====== The data
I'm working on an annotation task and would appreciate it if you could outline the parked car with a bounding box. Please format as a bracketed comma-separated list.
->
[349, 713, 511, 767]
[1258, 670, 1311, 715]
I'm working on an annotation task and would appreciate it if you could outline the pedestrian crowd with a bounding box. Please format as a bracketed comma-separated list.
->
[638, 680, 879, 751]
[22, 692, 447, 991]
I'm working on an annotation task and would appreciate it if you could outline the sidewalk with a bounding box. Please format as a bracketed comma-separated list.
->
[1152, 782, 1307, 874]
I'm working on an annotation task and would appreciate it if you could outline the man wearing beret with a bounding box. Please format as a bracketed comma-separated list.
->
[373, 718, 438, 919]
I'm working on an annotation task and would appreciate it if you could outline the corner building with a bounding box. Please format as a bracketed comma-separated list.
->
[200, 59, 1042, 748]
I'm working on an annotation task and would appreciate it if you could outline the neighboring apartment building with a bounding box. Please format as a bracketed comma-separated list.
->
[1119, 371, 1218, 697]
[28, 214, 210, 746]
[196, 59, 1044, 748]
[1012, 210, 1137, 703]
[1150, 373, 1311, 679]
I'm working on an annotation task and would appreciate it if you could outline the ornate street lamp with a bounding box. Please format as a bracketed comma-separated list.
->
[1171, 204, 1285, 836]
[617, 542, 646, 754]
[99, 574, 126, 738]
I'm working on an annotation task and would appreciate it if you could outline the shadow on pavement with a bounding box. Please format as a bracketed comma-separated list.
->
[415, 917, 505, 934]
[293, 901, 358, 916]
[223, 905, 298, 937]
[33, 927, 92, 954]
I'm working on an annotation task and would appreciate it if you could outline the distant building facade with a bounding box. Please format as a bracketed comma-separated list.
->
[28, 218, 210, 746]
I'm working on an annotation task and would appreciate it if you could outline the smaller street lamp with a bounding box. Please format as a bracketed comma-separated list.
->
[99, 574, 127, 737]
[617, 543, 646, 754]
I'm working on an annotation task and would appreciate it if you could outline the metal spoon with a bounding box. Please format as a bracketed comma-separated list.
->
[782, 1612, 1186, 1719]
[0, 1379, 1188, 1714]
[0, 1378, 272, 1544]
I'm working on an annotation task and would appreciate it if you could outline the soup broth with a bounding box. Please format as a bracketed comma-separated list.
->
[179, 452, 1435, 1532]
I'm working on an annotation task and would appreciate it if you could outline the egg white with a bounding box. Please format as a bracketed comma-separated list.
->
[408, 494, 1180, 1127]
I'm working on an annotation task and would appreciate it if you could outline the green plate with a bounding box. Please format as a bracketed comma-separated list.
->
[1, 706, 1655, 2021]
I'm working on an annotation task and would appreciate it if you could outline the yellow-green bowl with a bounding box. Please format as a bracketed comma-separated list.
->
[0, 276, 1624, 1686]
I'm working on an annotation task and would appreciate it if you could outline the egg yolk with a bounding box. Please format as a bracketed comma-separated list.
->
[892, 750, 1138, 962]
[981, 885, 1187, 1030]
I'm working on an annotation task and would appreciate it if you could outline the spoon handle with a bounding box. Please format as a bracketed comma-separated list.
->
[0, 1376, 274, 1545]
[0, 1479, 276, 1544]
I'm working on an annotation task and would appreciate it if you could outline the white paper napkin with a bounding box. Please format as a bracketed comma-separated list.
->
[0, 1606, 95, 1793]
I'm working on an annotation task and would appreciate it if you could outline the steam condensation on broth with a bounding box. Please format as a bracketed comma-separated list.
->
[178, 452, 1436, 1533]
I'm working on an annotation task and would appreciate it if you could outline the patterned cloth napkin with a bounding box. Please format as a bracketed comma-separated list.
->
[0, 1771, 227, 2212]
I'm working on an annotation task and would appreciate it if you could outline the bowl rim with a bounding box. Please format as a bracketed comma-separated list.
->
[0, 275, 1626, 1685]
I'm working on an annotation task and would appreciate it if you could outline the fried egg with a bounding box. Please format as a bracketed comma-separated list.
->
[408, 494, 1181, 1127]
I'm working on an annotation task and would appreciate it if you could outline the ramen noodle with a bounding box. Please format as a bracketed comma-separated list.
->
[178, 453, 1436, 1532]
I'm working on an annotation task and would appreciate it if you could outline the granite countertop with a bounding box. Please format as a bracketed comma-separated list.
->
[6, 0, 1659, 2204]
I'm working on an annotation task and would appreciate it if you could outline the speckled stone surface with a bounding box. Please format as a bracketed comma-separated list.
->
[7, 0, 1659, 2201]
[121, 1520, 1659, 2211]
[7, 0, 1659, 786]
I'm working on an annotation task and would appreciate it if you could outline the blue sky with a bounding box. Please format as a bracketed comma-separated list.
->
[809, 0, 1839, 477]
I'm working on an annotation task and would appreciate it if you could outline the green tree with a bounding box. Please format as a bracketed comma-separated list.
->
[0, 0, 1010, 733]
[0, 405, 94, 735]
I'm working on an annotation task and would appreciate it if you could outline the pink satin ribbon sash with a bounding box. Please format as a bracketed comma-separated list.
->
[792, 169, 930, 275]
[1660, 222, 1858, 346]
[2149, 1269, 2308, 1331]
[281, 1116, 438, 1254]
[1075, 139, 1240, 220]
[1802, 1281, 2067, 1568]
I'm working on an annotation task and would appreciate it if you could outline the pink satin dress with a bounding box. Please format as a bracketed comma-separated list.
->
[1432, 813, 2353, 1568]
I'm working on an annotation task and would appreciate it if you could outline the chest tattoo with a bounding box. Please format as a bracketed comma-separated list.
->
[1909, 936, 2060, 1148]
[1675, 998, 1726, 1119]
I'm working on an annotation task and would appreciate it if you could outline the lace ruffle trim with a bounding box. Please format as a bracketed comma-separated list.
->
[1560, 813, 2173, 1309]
============
◆ What you have to do
Your answer should consist of copies of the lines above that include the string "lamp".

◆ Answer to the problem
I'm working on an annotation task and would appreciate it if you could outline the ornate street lamp with a bounding box. Please format as a bracketed comma-separated list.
I'm working on an annotation task and would appreciate it if you could outline the smaller street lamp with a bounding box. Please format as a bracketed comma-separated list.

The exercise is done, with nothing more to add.